WRITTEN REQUEST 1
According to the regulatory review, which act does the Cayman Islands Virtual Asset (Service Providers) (Amendment) Act, 2025 amend?
WRITTEN REQUEST 2
Reproduce the passage of the regulatory review starting with "Welcome to our" and going on through "Yet in Force)".

DOCUMENT
**********
Welcome to our current edition of our Regulatory & Risk Advisory Review. This issue dives into regulatory shifts and emerging trends shaping the compliance landscape. Whether you are navigating new rules or anticipating what is next, we have curated insights to keep you informed.
Reach out to a member of our Regulatory & Risk Advisory team or connect with your usual Conyers contact - we are here to help.
The following topics are covered in this issue:
- Cayman Islands Virtual Asset Services Providers
- CIMA Rules, Statements of Guidance and General Industry Notices
- Department for International Tax Cooperation (DITC)
- Securities Investment Business
- Sanctions
- Financial Action Task Force (FATF) Updates
- Conyers Website Articles & Alerts
1. CAYMAN ISLANDS VIRTUAL ASSET SERVICES PROVIDERS
1.1. Cayman Islands Virtual Asset (Service Providers) (Amendment) Act, 2025 (Not Yet in Force)
The Cayman Islands Virtual Asset (Service Providers) (Amendment) Act, 2025 (Act 8 of 2025) amends the Virtual Asset (Service Providers) Act (2024 Revision). It revises the definition of "issuance of virtual assets" or "virtual asset issuance." Under the new definition, it specifically means the sale of newly created virtual assets to the public in or from within the Cayman Islands, in exchange for fiat currency, other virtual assets, or other consideration.
**********
RAW DATA
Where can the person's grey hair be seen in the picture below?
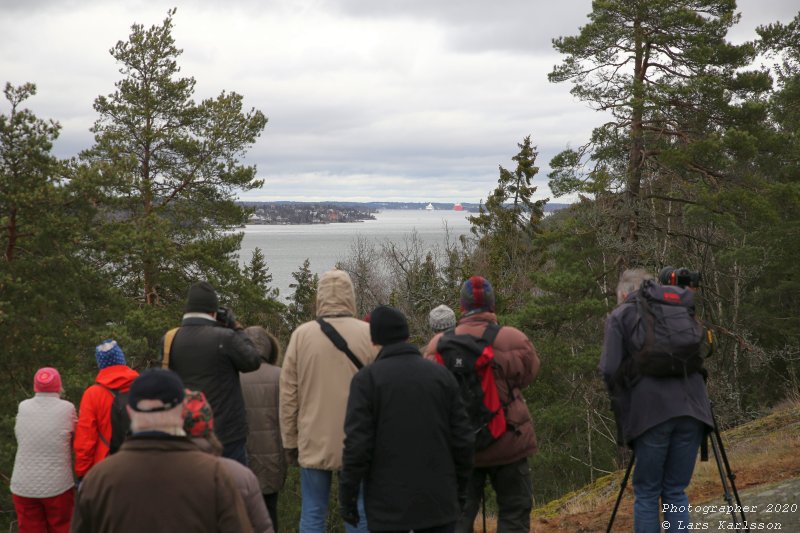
**********
FULL ANSWER 1
The Virtual Asset (Service Providers) Act (2024 Revision).

FULL ANSWER 2
Welcome to our current edition of our Regulatory & Risk Advisory Review. This issue dives into regulatory shifts and emerging trends shaping the compliance landscape. Whether you are navigating new rules or anticipating what is next, we have curated insights to keep you informed.
Reach out to a member of our Regulatory & Risk Advisory team or connect with your usual Conyers contact - we are here to help.
The following topics are covered in this issue:
- Cayman Islands Virtual Asset Services Providers
- CIMA Rules, Statements of Guidance and General Industry Notices
- Department for International Tax Cooperation (DITC)
- Securities Investment Business
- Sanctions
- Financial Action Task Force (FATF) Updates
- Conyers Website Articles & Alerts
1. CAYMAN ISLANDS VIRTUAL ASSET SERVICES PROVIDERS
1.1. Cayman Islands Virtual Asset (Service Providers) (Amendment) Act, 2025 (Not Yet in Force)